Selected passage Start Marker
If you have any questions about delirium, you can contact Mr. Nydahl or the office of Deutsche Sepsis-Hilfe e.V.


P. Nydahl, S. Krotsetis and S. Köpke: Confusion - delirium in the intensive care unit. Information for relatives of the UKSH University Hospital Schleswig- Holstein

Intensive care diary

Many patients do not remember the acute phase of the disease. Due to the artificial coma or delirium, they do not perceive the processes in the intensive care unit at all or only to a limited extent or can only assess them to a limited extent.

Their sleep rhythm is disturbed and their ability to perceive things is limited (lying down, partition walls to neighbouring patients, noises from other rooms). Therefore, patients misperceive many things and subsequently build up fears. These fears may continue to accompany them after their stay in hospital. An intensive care diary, which is kept during the acute phase of the illness, can clarify questions in retrospect and thus reduce fears.
Selected passage End Marker
Your tasks
a – Answer these questions from the intensive care text:
(i) Whom can someone contact with questions about delirium?
(ii) What two causes does the text give for patients not perceiving the processes in the intensive care unit, or perceiving them only to a limited extent?
(iii) During which phase of the illness is the intensive care diary kept?
b – Duplicate the section of the intensive care text starting with "If you have" and going on through "a limited extent.".
The data that comes next plays no part in this.
Supplied records Start Marker
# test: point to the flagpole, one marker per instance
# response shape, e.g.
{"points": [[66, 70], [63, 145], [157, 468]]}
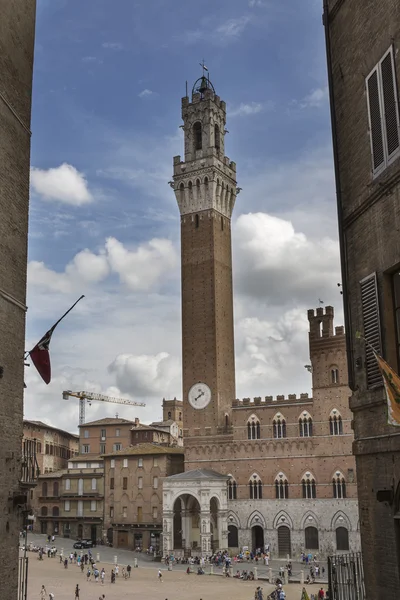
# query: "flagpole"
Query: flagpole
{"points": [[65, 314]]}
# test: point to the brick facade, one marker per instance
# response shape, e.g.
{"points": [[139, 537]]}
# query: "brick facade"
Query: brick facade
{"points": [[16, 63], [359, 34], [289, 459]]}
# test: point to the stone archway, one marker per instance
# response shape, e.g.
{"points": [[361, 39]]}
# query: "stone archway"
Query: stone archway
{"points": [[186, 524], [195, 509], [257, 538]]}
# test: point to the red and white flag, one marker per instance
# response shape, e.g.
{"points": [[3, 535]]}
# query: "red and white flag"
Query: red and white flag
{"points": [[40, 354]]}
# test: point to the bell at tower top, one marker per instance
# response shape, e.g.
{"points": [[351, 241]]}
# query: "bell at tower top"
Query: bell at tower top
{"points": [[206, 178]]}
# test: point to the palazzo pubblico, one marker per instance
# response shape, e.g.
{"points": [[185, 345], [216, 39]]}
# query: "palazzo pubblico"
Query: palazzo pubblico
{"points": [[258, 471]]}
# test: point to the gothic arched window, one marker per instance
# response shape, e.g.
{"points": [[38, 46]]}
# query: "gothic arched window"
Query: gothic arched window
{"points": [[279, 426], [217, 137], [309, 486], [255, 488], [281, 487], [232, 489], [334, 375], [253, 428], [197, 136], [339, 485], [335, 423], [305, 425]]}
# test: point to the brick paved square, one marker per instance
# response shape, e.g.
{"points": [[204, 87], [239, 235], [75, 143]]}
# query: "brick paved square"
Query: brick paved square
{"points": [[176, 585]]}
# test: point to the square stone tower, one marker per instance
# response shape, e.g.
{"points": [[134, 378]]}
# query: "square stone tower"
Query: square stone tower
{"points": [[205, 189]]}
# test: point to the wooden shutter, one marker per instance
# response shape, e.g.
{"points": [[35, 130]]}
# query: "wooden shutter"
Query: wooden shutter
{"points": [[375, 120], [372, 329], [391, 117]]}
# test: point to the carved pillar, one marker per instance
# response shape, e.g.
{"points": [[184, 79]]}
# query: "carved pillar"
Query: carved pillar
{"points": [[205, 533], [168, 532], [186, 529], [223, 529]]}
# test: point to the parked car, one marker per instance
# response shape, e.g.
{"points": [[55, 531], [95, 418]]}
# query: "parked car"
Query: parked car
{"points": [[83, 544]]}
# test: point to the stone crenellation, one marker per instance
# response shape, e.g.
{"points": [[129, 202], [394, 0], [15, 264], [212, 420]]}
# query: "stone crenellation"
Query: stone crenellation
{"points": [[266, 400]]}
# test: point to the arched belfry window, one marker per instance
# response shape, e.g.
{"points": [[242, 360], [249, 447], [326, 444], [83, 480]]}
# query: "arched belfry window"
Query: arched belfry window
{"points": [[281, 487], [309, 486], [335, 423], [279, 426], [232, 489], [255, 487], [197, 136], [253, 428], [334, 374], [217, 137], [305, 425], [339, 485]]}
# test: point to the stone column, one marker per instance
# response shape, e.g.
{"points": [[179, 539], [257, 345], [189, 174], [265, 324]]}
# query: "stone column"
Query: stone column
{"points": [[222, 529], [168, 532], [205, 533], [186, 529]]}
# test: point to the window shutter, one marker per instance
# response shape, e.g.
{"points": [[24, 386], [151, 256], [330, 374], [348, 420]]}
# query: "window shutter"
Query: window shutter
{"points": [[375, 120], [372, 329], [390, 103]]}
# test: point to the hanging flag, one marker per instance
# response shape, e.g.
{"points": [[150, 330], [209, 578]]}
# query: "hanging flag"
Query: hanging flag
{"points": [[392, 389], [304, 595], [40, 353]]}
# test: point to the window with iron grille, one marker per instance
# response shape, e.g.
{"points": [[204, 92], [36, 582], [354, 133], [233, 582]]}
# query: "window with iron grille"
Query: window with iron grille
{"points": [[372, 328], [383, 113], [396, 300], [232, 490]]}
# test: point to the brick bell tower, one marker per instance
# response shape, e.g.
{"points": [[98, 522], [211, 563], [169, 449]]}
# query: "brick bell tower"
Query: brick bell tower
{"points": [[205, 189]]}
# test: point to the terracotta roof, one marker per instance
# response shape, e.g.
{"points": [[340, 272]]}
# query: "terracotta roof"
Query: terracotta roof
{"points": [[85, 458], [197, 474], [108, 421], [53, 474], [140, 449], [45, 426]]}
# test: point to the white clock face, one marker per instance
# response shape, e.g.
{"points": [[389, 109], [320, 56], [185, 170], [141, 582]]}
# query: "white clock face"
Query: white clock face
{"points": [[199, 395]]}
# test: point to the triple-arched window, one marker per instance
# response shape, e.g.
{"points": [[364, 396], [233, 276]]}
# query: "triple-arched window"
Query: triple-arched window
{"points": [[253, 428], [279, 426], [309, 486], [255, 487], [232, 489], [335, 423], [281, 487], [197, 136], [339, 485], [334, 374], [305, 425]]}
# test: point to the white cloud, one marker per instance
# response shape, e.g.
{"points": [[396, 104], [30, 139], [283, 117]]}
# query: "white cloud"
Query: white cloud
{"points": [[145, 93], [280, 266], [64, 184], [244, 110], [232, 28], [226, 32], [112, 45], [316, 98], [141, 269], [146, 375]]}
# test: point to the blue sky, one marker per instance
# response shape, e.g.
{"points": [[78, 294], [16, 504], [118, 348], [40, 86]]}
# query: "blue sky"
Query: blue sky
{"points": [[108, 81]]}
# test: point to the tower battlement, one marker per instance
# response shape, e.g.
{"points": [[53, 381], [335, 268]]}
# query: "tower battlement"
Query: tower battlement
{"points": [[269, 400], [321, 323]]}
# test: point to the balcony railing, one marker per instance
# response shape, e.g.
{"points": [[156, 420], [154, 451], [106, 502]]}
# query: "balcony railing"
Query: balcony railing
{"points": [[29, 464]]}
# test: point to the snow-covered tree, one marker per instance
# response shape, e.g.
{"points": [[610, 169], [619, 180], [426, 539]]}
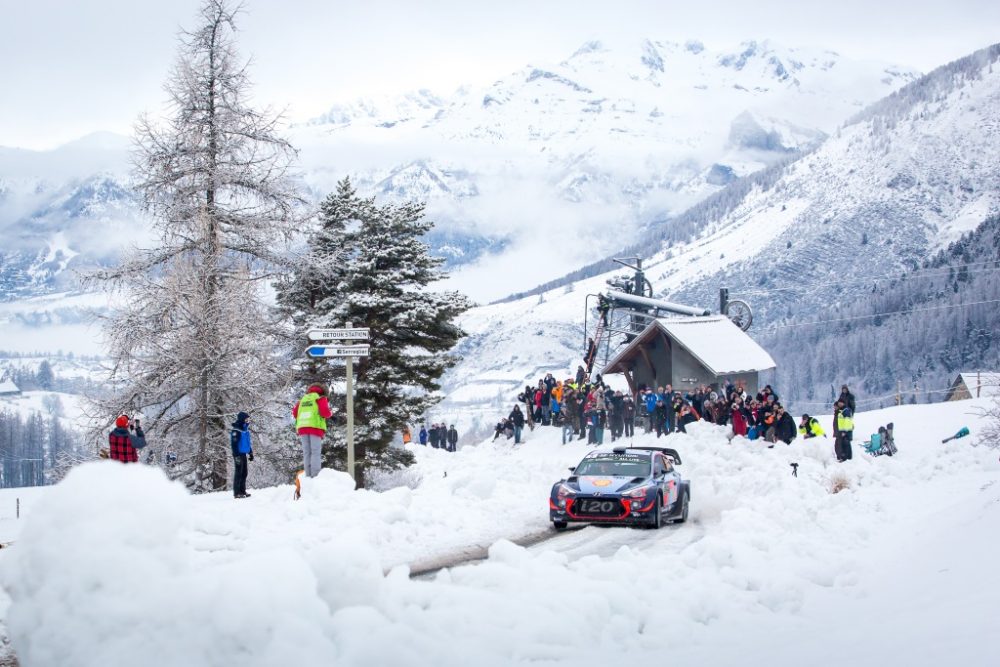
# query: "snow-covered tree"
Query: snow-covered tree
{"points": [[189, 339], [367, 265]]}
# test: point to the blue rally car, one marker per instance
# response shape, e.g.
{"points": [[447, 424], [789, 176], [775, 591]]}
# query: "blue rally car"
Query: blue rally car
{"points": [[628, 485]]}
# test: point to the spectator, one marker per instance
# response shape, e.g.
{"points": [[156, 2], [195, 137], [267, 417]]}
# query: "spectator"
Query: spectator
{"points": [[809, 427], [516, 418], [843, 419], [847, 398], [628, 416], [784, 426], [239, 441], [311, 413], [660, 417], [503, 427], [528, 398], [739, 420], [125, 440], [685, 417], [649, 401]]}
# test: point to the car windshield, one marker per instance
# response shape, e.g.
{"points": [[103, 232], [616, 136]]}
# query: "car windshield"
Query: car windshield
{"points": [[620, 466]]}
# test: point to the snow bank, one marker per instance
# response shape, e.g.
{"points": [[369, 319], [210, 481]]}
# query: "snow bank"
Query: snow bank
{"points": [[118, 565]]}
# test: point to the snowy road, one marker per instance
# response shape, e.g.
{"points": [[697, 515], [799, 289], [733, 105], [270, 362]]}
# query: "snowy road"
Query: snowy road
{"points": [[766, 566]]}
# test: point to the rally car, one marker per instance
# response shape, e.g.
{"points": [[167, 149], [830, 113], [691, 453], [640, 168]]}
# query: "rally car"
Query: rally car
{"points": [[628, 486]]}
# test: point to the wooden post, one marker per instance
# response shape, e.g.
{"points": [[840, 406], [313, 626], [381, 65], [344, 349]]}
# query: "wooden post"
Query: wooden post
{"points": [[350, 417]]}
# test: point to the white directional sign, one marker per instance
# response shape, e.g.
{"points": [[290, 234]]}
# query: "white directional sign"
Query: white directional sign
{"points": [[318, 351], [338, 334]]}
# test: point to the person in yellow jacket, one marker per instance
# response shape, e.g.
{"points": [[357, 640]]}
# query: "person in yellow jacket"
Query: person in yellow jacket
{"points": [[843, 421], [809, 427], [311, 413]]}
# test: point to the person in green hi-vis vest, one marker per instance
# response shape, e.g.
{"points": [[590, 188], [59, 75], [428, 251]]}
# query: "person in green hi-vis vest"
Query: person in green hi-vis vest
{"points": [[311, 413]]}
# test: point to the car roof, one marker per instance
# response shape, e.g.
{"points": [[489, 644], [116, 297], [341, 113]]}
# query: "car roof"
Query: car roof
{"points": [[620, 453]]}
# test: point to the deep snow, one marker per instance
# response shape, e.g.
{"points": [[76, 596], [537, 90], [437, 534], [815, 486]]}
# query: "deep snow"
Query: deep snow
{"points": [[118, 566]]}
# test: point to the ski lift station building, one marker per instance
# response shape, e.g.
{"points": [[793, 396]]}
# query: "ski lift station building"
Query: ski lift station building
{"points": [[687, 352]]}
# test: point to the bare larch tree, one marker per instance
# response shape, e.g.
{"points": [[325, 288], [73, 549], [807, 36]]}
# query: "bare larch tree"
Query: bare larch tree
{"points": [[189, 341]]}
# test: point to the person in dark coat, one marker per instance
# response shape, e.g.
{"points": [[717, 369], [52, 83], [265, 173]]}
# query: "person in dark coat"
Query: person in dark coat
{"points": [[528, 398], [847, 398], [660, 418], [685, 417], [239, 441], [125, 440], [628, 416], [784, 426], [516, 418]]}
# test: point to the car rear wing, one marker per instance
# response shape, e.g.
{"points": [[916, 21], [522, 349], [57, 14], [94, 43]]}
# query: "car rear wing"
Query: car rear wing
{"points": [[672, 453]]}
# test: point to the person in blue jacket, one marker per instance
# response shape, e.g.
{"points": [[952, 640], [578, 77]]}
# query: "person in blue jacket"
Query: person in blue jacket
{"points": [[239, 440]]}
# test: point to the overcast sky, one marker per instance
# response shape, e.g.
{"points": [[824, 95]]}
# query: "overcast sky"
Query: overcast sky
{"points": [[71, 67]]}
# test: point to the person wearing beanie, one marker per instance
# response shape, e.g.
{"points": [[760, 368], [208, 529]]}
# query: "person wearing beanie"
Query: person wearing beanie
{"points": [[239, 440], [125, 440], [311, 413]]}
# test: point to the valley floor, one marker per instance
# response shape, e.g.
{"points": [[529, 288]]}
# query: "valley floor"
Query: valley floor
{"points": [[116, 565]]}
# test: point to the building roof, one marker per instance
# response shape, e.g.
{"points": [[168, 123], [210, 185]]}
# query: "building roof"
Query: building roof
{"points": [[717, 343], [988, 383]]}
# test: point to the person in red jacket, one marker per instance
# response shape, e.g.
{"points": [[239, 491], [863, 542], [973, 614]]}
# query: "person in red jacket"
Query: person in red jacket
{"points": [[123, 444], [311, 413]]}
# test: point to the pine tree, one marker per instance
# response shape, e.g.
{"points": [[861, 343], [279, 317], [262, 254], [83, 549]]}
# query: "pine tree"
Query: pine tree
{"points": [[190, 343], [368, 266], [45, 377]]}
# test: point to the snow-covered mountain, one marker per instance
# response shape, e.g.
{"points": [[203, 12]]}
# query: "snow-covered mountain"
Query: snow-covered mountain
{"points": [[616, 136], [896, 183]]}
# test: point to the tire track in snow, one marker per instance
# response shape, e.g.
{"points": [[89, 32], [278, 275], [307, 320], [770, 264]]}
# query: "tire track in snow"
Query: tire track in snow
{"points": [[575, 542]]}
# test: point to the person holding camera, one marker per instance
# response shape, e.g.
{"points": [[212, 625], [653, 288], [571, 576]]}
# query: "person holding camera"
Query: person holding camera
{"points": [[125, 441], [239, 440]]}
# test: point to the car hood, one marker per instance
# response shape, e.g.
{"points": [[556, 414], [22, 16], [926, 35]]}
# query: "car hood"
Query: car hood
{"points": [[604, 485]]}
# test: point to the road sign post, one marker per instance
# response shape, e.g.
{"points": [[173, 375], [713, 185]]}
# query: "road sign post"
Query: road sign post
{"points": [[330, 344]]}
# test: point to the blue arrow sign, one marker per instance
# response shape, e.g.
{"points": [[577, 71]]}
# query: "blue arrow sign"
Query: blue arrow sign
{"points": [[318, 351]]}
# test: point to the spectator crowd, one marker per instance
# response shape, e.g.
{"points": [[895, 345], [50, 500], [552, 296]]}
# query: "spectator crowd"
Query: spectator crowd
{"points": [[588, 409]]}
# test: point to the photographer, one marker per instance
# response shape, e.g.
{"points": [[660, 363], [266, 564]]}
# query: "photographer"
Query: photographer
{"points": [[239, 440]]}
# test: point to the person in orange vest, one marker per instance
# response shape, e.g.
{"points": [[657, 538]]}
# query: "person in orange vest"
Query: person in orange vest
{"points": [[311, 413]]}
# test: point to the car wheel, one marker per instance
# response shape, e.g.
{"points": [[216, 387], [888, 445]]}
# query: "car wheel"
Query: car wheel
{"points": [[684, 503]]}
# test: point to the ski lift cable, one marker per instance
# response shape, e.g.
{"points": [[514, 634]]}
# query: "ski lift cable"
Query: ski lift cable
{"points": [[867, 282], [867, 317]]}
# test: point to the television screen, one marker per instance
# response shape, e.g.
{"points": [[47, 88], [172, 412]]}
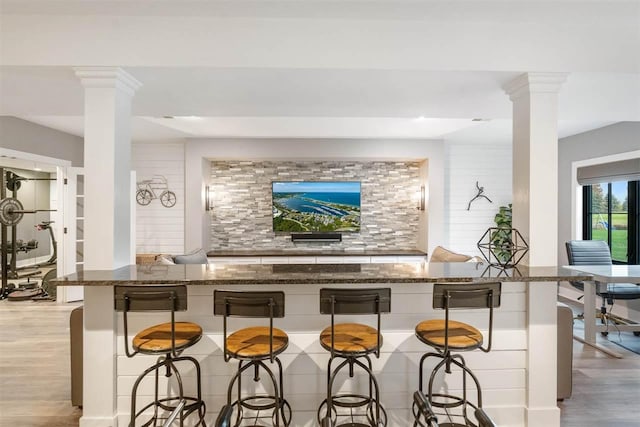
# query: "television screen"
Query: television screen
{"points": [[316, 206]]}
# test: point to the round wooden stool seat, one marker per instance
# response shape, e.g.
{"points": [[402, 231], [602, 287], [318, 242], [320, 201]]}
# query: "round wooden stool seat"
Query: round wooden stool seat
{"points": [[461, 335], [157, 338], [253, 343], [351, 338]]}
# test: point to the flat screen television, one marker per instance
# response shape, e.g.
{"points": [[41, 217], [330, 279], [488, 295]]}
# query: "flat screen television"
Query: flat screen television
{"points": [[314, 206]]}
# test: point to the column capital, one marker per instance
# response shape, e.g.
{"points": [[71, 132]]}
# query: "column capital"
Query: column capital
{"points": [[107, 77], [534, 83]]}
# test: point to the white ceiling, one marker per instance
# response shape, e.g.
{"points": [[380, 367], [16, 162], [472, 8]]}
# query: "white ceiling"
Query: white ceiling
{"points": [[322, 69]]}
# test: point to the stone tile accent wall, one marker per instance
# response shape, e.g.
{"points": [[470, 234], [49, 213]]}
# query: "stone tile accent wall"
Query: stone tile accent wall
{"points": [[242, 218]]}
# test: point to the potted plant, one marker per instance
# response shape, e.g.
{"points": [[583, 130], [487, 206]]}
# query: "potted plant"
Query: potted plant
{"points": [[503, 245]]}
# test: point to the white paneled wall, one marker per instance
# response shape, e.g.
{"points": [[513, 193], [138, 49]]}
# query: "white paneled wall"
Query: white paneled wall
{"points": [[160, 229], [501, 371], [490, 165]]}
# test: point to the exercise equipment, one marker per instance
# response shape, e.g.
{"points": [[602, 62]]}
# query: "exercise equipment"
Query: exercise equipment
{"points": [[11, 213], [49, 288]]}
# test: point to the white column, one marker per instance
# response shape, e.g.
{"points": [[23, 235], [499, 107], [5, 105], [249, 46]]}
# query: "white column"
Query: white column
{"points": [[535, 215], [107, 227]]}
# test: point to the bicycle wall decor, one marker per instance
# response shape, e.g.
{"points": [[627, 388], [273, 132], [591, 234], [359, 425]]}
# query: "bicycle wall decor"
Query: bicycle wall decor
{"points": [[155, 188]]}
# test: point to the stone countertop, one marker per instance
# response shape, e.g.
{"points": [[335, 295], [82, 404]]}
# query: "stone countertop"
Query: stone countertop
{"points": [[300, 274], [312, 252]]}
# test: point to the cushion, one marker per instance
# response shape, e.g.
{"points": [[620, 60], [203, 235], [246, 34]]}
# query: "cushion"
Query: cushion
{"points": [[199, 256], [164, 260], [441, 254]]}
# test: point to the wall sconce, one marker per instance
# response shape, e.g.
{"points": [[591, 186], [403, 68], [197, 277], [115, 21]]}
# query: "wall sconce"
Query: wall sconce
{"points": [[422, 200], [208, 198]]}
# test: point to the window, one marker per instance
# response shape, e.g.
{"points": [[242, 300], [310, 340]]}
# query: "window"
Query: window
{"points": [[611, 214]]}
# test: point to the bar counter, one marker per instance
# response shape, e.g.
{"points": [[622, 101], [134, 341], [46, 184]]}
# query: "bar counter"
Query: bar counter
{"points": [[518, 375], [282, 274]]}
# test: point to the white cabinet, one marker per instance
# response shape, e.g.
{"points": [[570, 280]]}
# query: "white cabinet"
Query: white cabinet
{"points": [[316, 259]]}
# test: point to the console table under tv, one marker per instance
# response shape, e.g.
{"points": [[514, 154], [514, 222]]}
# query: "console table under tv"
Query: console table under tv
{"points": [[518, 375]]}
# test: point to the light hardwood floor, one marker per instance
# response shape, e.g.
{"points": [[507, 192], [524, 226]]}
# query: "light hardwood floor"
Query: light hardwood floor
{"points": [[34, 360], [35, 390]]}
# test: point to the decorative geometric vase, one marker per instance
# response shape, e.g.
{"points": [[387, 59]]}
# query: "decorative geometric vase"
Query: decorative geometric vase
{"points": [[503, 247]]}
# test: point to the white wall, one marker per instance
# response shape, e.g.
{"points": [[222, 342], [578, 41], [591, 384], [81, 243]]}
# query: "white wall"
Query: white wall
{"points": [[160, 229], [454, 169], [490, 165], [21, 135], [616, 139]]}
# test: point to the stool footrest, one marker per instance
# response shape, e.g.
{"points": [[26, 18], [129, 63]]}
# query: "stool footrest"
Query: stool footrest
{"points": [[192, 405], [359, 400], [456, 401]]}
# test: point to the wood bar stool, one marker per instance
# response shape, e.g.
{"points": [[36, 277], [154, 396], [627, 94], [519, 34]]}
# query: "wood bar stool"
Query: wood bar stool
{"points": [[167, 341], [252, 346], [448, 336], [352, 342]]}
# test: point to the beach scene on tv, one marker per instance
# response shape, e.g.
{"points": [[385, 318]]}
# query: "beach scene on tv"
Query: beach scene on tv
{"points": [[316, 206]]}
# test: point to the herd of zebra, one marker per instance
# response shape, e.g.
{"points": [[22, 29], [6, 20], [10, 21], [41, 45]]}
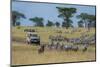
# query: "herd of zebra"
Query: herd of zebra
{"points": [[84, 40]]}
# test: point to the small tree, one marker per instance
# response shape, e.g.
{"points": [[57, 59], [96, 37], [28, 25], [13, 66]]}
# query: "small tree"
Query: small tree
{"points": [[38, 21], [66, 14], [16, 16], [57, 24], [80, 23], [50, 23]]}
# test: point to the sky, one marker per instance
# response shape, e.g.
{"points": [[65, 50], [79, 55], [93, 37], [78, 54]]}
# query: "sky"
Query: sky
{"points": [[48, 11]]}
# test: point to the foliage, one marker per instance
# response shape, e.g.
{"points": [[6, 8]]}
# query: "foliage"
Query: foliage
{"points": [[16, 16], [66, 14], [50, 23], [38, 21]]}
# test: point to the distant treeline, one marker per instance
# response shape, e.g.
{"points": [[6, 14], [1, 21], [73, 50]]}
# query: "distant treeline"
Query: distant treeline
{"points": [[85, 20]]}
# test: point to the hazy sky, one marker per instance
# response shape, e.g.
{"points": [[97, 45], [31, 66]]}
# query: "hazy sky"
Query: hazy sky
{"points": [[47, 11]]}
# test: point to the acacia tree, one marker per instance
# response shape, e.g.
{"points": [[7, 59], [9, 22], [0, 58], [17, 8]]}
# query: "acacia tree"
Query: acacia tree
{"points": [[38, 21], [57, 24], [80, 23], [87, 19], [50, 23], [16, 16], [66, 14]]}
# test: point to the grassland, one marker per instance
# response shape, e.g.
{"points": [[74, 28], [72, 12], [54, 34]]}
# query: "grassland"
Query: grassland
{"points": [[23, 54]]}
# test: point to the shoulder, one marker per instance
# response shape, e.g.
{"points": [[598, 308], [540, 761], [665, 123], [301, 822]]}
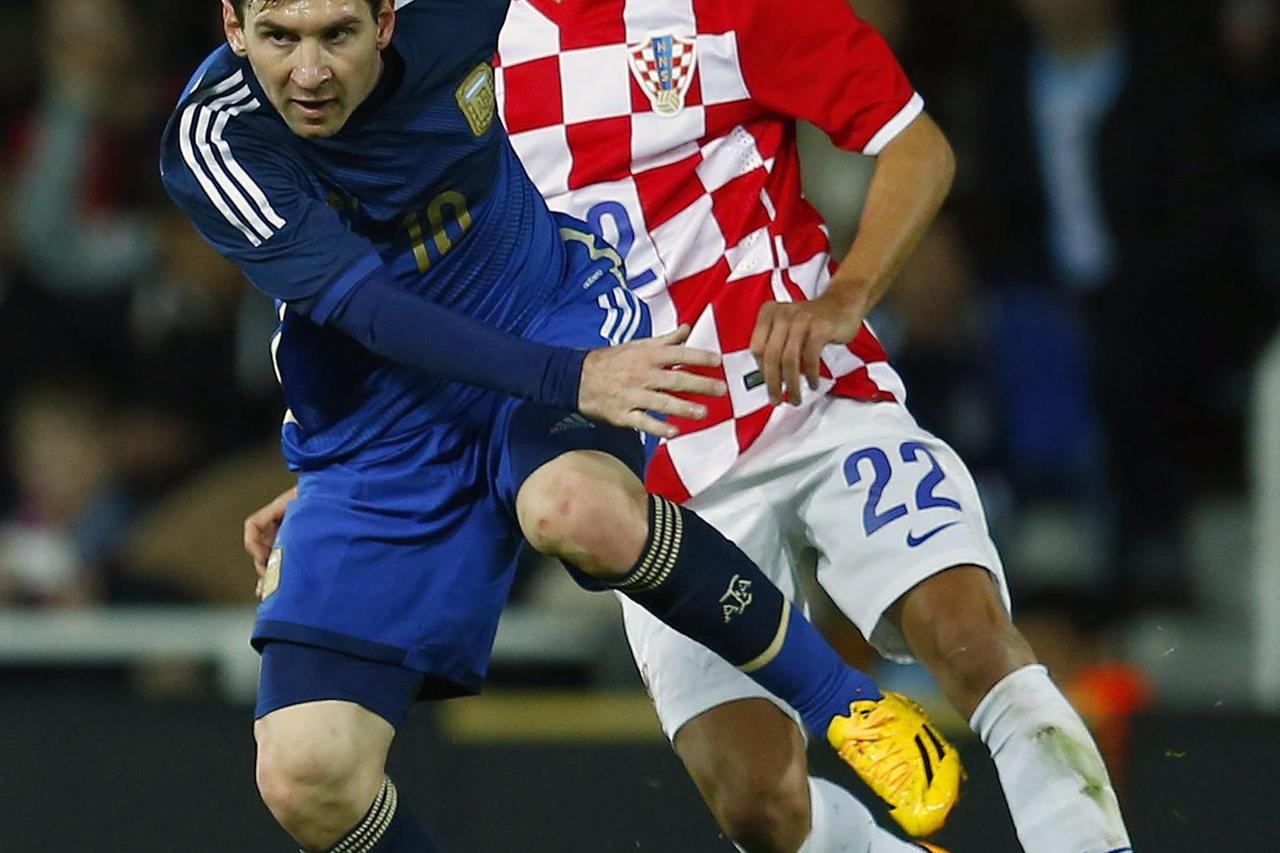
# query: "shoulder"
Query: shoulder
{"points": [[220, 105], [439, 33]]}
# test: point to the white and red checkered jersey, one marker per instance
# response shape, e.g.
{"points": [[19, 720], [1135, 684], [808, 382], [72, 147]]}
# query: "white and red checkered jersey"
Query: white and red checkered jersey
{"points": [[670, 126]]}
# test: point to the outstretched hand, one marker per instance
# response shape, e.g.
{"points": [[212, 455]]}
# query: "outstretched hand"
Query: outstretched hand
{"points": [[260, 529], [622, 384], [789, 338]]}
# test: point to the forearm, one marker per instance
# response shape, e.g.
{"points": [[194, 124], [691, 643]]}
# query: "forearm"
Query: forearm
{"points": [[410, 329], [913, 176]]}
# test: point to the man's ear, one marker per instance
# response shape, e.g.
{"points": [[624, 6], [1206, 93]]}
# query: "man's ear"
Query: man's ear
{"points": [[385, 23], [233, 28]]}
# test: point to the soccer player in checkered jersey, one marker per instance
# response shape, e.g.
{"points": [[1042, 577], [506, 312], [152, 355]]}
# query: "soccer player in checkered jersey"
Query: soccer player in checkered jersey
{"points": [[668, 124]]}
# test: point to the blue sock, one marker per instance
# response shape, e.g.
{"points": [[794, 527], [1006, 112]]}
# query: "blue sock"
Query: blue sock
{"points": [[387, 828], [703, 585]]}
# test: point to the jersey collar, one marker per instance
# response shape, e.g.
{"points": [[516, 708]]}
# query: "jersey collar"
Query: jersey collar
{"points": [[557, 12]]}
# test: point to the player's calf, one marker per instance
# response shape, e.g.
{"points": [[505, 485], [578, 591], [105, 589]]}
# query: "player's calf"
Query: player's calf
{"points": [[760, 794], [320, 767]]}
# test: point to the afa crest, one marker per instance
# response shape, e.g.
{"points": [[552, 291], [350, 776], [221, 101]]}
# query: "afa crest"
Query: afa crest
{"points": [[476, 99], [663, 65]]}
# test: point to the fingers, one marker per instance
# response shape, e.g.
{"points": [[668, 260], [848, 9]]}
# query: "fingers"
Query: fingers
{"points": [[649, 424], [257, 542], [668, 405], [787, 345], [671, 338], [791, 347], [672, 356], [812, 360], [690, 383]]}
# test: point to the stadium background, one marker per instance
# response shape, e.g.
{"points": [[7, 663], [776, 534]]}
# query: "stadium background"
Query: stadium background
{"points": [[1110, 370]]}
Supplied records End Marker
Answer set
a –
(i) Mr. Nydahl or the office of Deutsche Sepsis-Hilfe e.V.
(ii) The artificial coma or delirium.
(iii) The acute phase of the illness.

b –
If you have any questions about delirium, you can contact Mr. Nydahl or the office of Deutsche Sepsis-Hilfe e.V.


P. Nydahl, S. Krotsetis and S. Köpke: Confusion - delirium in the intensive care unit. Information for relatives of the UKSH University Hospital Schleswig- Holstein

Intensive care diary

Many patients do not remember the acute phase of the disease. Due to the artificial coma or delirium, they do not perceive the processes in the intensive care unit at all or only to a limited extent or can only assess them to a limited extent.